Problem description >>
Pick up the personal account of repeated surgeries, constant pain, and learning to trust God, and continue it from its final words, "Trust God!"

Since April 1st of 2008, I have been trying to figure out what God is trying to teach me. To make a very, very long story somewhat short, I had just come through my fourth surgery in two years on top of dealing with severe anemia and living with constant pain for a great deal of those two years. Since April 1st, that pain has continued and I have been through numerous tests and medicines, trying to keep from having yet another surgery and sending myself into early, surgically induced menopause at just a little short of 46 years old. I wound up taking pain killers constantly before relenting and having the surgery. It was a good decision, not only because I wound up feeling better, but because I think I FINALLY got it! I think I finally know what God has been trying to teach me. It’s something I “know” and something I’ve been trying to get myself to do for a long time, but now I GET IT!
What have I finally gotten? Don’t worry!!!! God has you in the palm of his hand and worrying will NOT help. Trust God!

Source data >>
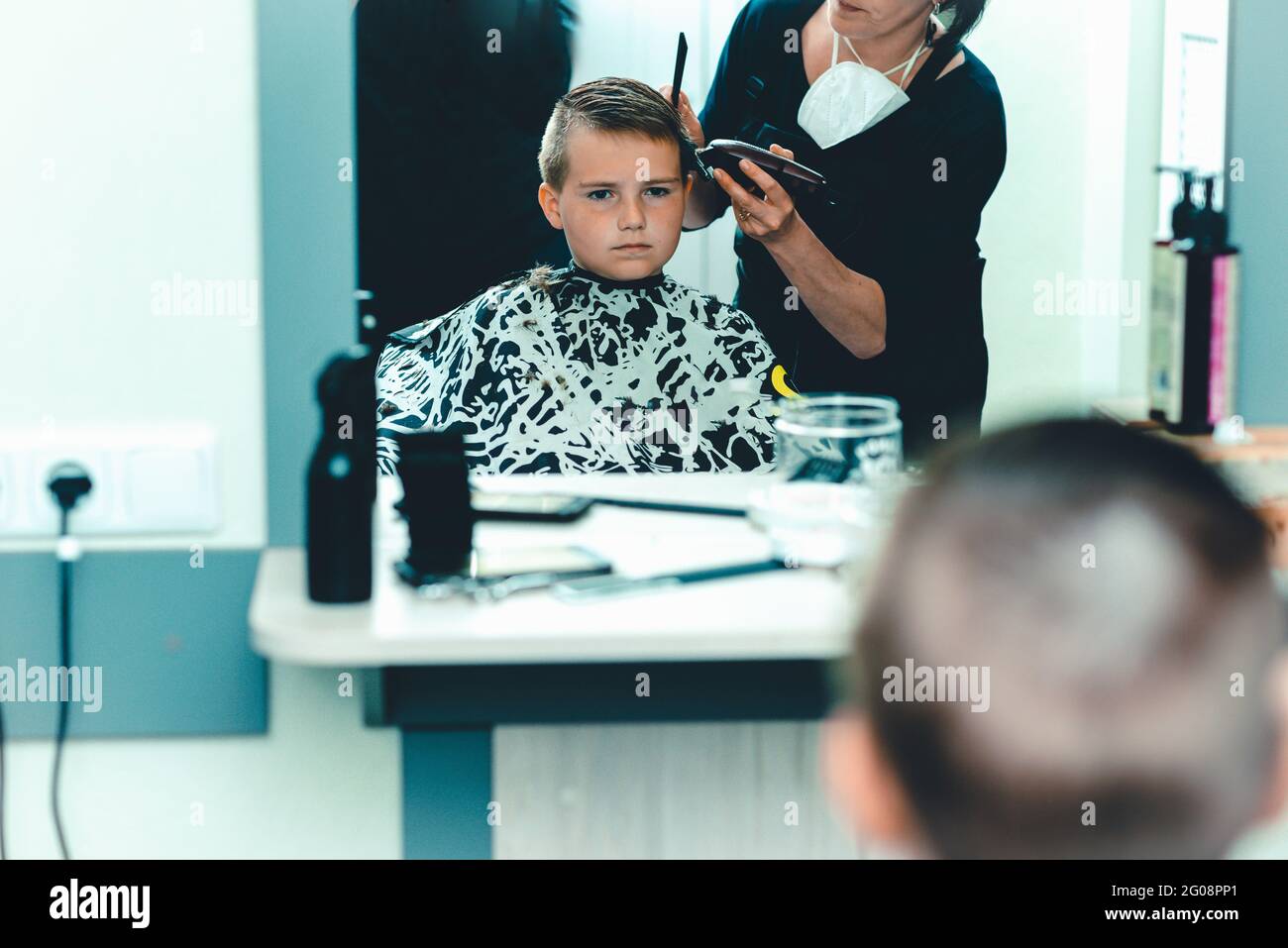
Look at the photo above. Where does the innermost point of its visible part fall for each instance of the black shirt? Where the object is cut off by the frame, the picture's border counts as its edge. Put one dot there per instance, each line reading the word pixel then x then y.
pixel 905 210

Response area >>
My brother signs all of his emails with “Trust God.” I see it and I know it. I grew up with a mother who did nothing but worry; she still worries to excess. She got it honest, as we say in the South. Her mother, my maternal grandmother, was diagnosed a paranoid scezophrenic when I was very young. She would sit for hours in her bedroom, praying, wearing the pages of her Bible thin to the point of holes by rubbing them in the hopes that her sins would not take her to hell. She was convinced that she was not good enough to get into heaven. She was taught that Jesus died for her sins and she “knew” it and professed it with all her heart, but because of her illness she didn’t “believe” it. I wound up in the end actually being scared of her, scared that she might hurt herself or my mother or brother, who she lived with at the time. Upon her death (she literally starved herself to death in a nursing home), I published this poem in our church bulletin and have sent it many times since to those who are grieving the loss of loved ones:
THE ROSE BEYOND THE WALL
A rose once grew where all could see,
Sheltered beside a garden wall.
And as the days passed swiftly by,
It spread its branches swift and tall…
One day a beam of light shone through…
A crevice that had opened wide.
The rose bent gently towards its warmth,
Then passed beyond to the other side…
Now you who deeply feel its loss,
Be comforted, the rose blooms there,
Its beauty even greater now,
Nurtured by God’s own loving care.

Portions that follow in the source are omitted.